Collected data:
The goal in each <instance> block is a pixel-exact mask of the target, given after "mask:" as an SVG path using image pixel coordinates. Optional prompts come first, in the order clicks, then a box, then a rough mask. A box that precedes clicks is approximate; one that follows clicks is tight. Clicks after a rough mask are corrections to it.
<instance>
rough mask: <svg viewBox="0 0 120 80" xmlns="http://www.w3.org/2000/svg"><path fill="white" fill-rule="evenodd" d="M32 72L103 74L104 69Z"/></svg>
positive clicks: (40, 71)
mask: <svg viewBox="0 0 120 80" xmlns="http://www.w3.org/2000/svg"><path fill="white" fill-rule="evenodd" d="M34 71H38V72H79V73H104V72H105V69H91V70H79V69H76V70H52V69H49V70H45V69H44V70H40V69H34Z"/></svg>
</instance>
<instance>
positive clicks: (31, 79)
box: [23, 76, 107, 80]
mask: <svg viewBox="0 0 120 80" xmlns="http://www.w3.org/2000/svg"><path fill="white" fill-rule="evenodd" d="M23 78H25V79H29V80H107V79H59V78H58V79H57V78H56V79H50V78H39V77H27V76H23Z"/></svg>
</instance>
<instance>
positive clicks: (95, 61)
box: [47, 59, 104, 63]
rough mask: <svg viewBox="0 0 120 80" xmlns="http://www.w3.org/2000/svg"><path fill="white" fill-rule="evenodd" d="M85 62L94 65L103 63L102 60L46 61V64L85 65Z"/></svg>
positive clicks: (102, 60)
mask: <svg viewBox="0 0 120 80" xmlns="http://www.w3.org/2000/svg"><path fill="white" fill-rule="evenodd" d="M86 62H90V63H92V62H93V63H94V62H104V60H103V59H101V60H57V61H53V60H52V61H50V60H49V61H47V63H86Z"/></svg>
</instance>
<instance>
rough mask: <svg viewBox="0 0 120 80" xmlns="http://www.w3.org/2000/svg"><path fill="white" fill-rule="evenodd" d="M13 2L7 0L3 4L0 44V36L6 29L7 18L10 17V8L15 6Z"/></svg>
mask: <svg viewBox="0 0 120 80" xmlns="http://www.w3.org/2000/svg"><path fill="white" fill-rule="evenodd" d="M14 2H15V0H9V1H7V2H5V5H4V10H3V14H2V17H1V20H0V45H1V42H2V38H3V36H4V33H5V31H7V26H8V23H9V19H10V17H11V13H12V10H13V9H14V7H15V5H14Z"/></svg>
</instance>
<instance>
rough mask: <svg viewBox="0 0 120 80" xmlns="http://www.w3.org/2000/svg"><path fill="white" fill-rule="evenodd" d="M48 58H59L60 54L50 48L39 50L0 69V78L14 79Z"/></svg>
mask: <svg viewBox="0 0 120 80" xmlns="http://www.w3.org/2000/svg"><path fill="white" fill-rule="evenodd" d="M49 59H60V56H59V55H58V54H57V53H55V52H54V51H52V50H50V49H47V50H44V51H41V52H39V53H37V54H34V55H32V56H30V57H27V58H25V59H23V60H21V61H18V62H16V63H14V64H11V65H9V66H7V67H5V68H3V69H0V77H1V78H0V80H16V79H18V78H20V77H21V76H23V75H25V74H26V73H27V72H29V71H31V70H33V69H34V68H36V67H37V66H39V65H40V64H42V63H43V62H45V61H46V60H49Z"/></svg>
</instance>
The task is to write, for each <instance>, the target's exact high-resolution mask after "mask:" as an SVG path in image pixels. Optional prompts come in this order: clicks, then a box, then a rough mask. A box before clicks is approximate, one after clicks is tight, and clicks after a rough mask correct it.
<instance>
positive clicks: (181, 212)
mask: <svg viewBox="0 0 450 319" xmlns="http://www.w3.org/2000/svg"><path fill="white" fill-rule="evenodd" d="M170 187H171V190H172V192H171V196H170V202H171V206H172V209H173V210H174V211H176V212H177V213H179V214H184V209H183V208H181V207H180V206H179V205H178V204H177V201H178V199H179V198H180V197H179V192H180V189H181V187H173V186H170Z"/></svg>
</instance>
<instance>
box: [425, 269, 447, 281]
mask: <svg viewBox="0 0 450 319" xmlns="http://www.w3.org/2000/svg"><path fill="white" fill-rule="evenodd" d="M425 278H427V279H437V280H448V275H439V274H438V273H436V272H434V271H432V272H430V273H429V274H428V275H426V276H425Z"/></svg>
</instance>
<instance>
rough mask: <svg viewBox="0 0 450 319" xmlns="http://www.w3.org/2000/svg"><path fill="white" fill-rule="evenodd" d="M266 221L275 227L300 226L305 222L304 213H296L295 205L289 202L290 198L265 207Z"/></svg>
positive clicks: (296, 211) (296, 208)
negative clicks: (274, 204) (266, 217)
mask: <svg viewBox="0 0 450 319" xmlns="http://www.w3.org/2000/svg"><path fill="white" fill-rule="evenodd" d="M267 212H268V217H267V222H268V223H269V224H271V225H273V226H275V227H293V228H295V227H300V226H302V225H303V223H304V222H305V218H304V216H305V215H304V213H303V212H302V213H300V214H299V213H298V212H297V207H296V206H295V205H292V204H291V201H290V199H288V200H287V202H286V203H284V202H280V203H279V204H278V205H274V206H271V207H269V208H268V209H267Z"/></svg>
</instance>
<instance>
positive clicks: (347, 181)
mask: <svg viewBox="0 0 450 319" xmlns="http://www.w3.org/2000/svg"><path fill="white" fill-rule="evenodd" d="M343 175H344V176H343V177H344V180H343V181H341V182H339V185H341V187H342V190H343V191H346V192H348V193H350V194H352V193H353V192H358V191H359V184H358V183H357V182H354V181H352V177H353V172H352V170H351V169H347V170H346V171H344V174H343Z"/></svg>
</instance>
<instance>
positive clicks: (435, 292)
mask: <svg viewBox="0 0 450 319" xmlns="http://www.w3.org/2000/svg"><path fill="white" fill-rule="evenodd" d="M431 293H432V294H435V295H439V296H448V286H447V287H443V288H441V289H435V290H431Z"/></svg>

* _What is being asked_
Return the data above in full, keeping each line exactly as it stands.

* _Result_
The goal in each <instance> block is a pixel-exact mask of the target, given after "mask:" as an SVG path using image pixel coordinates. Optional prompts come first, in the order clicks, then a box, then a rough mask. A box that precedes clicks is approximate; one that follows clicks is tight. Clicks after a rough mask are corrections to it.
<instance>
rough mask: <svg viewBox="0 0 120 80" xmlns="http://www.w3.org/2000/svg"><path fill="white" fill-rule="evenodd" d="M32 72L103 74L104 69Z"/></svg>
positive clicks: (40, 71)
mask: <svg viewBox="0 0 120 80" xmlns="http://www.w3.org/2000/svg"><path fill="white" fill-rule="evenodd" d="M34 71H38V72H79V73H104V72H105V69H91V70H79V69H76V70H52V69H49V70H45V69H44V70H40V69H34Z"/></svg>
</instance>
<instance>
positive clicks: (31, 79)
box: [23, 76, 107, 80]
mask: <svg viewBox="0 0 120 80" xmlns="http://www.w3.org/2000/svg"><path fill="white" fill-rule="evenodd" d="M23 78H25V79H29V80H107V79H59V78H58V79H57V78H56V79H50V78H39V77H27V76H23Z"/></svg>
</instance>
<instance>
positive clicks: (95, 61)
box: [47, 59, 104, 63]
rough mask: <svg viewBox="0 0 120 80" xmlns="http://www.w3.org/2000/svg"><path fill="white" fill-rule="evenodd" d="M85 62L94 65L103 63L102 60L46 61V64L85 65Z"/></svg>
positive clicks: (102, 60)
mask: <svg viewBox="0 0 120 80" xmlns="http://www.w3.org/2000/svg"><path fill="white" fill-rule="evenodd" d="M86 62H90V63H92V62H93V63H94V62H104V60H103V59H101V60H57V61H53V60H52V61H50V60H49V61H47V63H86Z"/></svg>
</instance>
<instance>
rough mask: <svg viewBox="0 0 120 80" xmlns="http://www.w3.org/2000/svg"><path fill="white" fill-rule="evenodd" d="M13 2L7 0L3 4L0 44V36L6 29L7 18L10 17V8L15 6Z"/></svg>
mask: <svg viewBox="0 0 120 80" xmlns="http://www.w3.org/2000/svg"><path fill="white" fill-rule="evenodd" d="M14 2H15V0H9V1H7V2H5V5H4V10H3V14H2V17H1V20H0V45H1V42H2V38H3V36H4V33H5V31H7V26H8V23H9V19H10V17H11V13H12V10H13V9H14V7H15V5H14Z"/></svg>
</instance>
<instance>
rough mask: <svg viewBox="0 0 120 80" xmlns="http://www.w3.org/2000/svg"><path fill="white" fill-rule="evenodd" d="M48 58H59L60 54L50 48L39 50L0 69V78L14 79Z"/></svg>
mask: <svg viewBox="0 0 120 80" xmlns="http://www.w3.org/2000/svg"><path fill="white" fill-rule="evenodd" d="M49 59H60V56H59V55H58V54H57V53H55V52H54V51H52V50H50V49H47V50H44V51H41V52H39V53H37V54H34V55H32V56H30V57H27V58H25V59H23V60H21V61H18V62H16V63H14V64H11V65H9V66H7V67H5V68H3V69H0V77H1V78H0V80H16V79H18V78H20V77H21V76H23V75H25V74H26V73H27V72H29V71H31V70H33V69H34V68H36V67H37V66H39V65H40V64H42V63H43V62H45V61H46V60H49Z"/></svg>
</instance>
The task is to write, for each <instance>, the target's exact high-resolution mask after "mask:" as an SVG path in image pixels. Optional prompts come in this order: clicks, then a box, then a rough mask. A box before clicks is approximate, one after clicks is tight, and clicks after a rough mask correct it.
<instance>
positive clicks: (181, 212)
mask: <svg viewBox="0 0 450 319" xmlns="http://www.w3.org/2000/svg"><path fill="white" fill-rule="evenodd" d="M170 187H171V190H172V192H171V196H170V202H171V206H172V209H173V210H174V211H176V212H177V213H179V214H184V209H183V208H181V207H180V206H179V205H178V204H177V201H178V199H179V198H180V197H179V192H180V189H181V187H173V186H170Z"/></svg>
</instance>
<instance>
box: [425, 269, 447, 281]
mask: <svg viewBox="0 0 450 319" xmlns="http://www.w3.org/2000/svg"><path fill="white" fill-rule="evenodd" d="M425 278H427V279H437V280H448V275H439V274H438V273H436V272H434V271H432V272H430V273H429V274H428V275H426V276H425Z"/></svg>
</instance>
<instance>
rough mask: <svg viewBox="0 0 450 319" xmlns="http://www.w3.org/2000/svg"><path fill="white" fill-rule="evenodd" d="M266 221L275 227L300 226L305 222L304 213H296L295 205L289 202L290 198L265 207Z"/></svg>
positive clicks: (296, 211) (296, 208)
negative clicks: (274, 204) (266, 217)
mask: <svg viewBox="0 0 450 319" xmlns="http://www.w3.org/2000/svg"><path fill="white" fill-rule="evenodd" d="M267 212H268V217H267V222H268V223H269V224H271V225H273V226H275V227H293V228H295V227H300V226H302V225H303V223H304V222H305V218H304V216H305V215H304V213H303V212H302V213H300V214H299V213H298V212H297V207H296V206H295V205H292V204H291V201H290V199H288V200H287V202H286V203H284V202H280V203H279V204H278V205H274V206H271V207H269V208H268V209H267Z"/></svg>
</instance>
<instance>
positive clicks: (347, 181)
mask: <svg viewBox="0 0 450 319" xmlns="http://www.w3.org/2000/svg"><path fill="white" fill-rule="evenodd" d="M343 175H344V176H343V177H344V180H343V181H341V182H339V185H341V187H342V190H343V191H346V192H348V193H350V194H352V193H353V192H358V191H359V184H358V183H357V182H354V181H352V177H353V172H352V170H351V169H347V170H346V171H344V174H343Z"/></svg>
</instance>
<instance>
positive clicks: (435, 292)
mask: <svg viewBox="0 0 450 319" xmlns="http://www.w3.org/2000/svg"><path fill="white" fill-rule="evenodd" d="M431 293H432V294H435V295H439V296H448V286H447V287H443V288H441V289H435V290H431Z"/></svg>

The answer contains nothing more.